Please copy each line below that contains the string "Where".

------

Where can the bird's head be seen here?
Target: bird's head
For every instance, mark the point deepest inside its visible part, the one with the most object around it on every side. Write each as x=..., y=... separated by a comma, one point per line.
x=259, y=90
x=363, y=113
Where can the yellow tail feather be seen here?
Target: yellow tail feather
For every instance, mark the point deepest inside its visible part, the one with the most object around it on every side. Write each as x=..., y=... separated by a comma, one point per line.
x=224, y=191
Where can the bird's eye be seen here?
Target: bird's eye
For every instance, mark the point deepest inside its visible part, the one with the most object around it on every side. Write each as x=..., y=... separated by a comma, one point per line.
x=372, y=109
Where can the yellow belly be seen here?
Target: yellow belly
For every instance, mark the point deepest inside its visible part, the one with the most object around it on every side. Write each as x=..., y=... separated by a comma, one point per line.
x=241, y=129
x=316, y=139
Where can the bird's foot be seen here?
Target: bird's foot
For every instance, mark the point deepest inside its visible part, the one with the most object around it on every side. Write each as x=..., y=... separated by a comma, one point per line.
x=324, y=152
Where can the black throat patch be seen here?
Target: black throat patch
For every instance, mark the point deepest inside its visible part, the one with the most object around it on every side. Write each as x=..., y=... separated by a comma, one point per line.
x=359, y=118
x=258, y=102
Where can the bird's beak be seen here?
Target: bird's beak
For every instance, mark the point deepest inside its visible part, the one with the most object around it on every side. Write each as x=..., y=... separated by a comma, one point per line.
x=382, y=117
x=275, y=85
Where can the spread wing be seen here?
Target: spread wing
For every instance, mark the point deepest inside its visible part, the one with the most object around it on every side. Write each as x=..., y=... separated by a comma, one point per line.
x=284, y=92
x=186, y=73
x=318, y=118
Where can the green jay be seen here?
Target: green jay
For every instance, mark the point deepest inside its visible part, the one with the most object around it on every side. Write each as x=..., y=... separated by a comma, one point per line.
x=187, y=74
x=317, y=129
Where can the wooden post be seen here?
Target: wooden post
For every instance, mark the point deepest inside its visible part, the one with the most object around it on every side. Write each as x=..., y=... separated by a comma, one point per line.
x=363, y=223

------

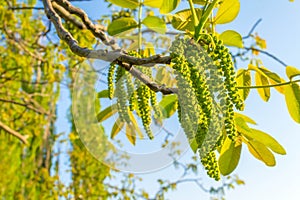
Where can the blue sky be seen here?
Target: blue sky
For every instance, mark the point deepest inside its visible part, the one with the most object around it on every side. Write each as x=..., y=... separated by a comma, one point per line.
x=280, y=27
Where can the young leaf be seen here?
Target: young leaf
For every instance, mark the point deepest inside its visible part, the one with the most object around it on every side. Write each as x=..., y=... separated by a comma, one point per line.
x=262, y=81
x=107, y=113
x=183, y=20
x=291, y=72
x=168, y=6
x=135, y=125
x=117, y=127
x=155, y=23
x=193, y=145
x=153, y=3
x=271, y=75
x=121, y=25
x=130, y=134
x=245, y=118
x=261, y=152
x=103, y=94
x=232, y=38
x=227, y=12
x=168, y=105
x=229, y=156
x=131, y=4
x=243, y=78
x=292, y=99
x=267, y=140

------

The answer ->
Where can the bird's head be seen here?
Where can the yellow tail feather be seen here?
Where can the bird's eye be seen here?
Where can the yellow belly be seen here?
Where can the bird's foot be seen here?
Where can the black throat patch be seen here?
Where can the bird's beak be seen here?
Where can the spread wing be seen here?
Where can the green jay be seen here?
Where can the wooden post be seen here?
Where can the blue sky be seen here?
Where can the young leaf be seen here?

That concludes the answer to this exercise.